**STATED EXERCISE A:** In the reservoir text, approximately what share of the world's oil wells are unable to produce naturally?
**STATED EXERCISE B:** Reproduce word for word the section of the reservoir text starting with "The use of a" and going on through "is under development.".

**TEXT EXTRACT:**
Knowledge of the position and thickness of the oil rim in particular is critical for effective reservoir observation. To achieve maximum production, it is important not only to be able to measure the effects of injection operations on a reservoir, but also to monitor long-term reservoir movement and behavior. The only alternative way to keep track of the position of an oil rim is with periodic logging surveys, which can be both inaccurate and expensive.
Advances in seismic survey techniques have enabled much greater analysis of fluid chamber and reservoir movement. The gradual development and deployment of this type of technology has taken more than 50 years from single-point seismic source methods using an electronic transponder to 4D methods, which can map the movements, fluids, and sensitivities in the reservoir.
A Clearer Vision
With dwindling hydrocarbon reserves and increasing oil and gas demand, innovation in characterizing reservoirs is crucial to sustaining supply. Reservoir geophysics incorporating the latest software and reservoir characterization techniques is bringing significant improvements to production in existing fields.
Production geoscientists are heavily involved in characterizing reservoirs, particularly describing how reservoirs have been affected by ongoing production processes. The combined use of time-lapse and multicomponent data, such as seismic, logging analysis, and DTS, has had a dramatic impact on reservoir understanding that has led to improved production over the life of the field.
Knowledge and understanding of how production processes can be modified and enhanced in accordance with ongoing reservoir activity has become close to a reality. Continuous, real-time fluid modeling with high resolution is notoriously difficult because of the range of porosities and geometries. Nonetheless, advances have improved the ability of geoscientists to determine and examine a range of reservoir characteristics, including:
- Contents, fluid movements, and behavior
- Static pressure
- Flow and porosity
- Changes such as water saturation, reservoir depletion, temperature, and pressure that occur as the reservoir is produced
- Subseismic resolution faults and other production barriers
Most production logging and pressure measurement may be straightforward in naturally producing wells, but with approximately 95% of the world’s oil wells unable to produce naturally, the technology and tools required become more complex.
The use of a pump can create problems for instrument systems. The producing zone is usually below the pump, an area in which few analysis tools can be used while the pump is running. The size of the pump may also mean that few production logging tools can be run into the wellbore. Thus, analysis of activity below the pump is virtually a blind exercise. The development of cable-based sensors in conjunction with new ground fault immune technology for monitoring electric submersible pumps (ESPs) allows complicated data to be transmitted from below an ESP.
The demand for a device that can work below the pump and provide a real-time measurement of fluids has long been a holy grail for the reservoir engineer. A technology that will measure the position of the top and bottom of the oil rim in observation wells and potentially allow fluid measurement below pumps is under development.
A View From the Wire
Reservoir characterization models are used to simulate the behavior of the fluids in the reservoir under different conditions to determine the optimal production techniques to maximize production. The Zenith True Oil Rim Measurement (ZTORM) system provides reservoir engineers with dynamic brine/oil and gas/oil measurements for the first time, enabling accurate observation of reservoir levels, depletion, and fluid behavior, and steam flood applications for monitoring purposes. The information helps engineers protect the reservoir against water coning.

Collected data entries
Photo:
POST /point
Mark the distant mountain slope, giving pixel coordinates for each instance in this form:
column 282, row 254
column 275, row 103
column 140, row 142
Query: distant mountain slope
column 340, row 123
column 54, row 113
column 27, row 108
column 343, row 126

**ANSWER A:** Approximately 95%.

**ANSWER B:**
The use of a pump can create problems for instrument systems. The producing zone is usually below the pump, an area in which few analysis tools can be used while the pump is running. The size of the pump may also mean that few production logging tools can be run into the wellbore. Thus, analysis of activity below the pump is virtually a blind exercise. The development of cable-based sensors in conjunction with new ground fault immune technology for monitoring electric submersible pumps (ESPs) allows complicated data to be transmitted from below an ESP.
The demand for a device that can work below the pump and provide a real-time measurement of fluids has long been a holy grail for the reservoir engineer. A technology that will measure the position of the top and bottom of the oil rim in observation wells and potentially allow fluid measurement below pumps is under development.